* What to produce
Output all of the material exactly; leave out no line.

* Supplied entries
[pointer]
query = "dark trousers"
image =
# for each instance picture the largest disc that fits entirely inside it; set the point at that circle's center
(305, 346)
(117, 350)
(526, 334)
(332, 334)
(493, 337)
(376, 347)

* Solution below
[pointer]
query = "dark trousers"
image =
# for each instance picture the largest disc that fits entirely inside it; set the point at that circle's center
(305, 346)
(117, 350)
(526, 334)
(332, 334)
(493, 337)
(376, 347)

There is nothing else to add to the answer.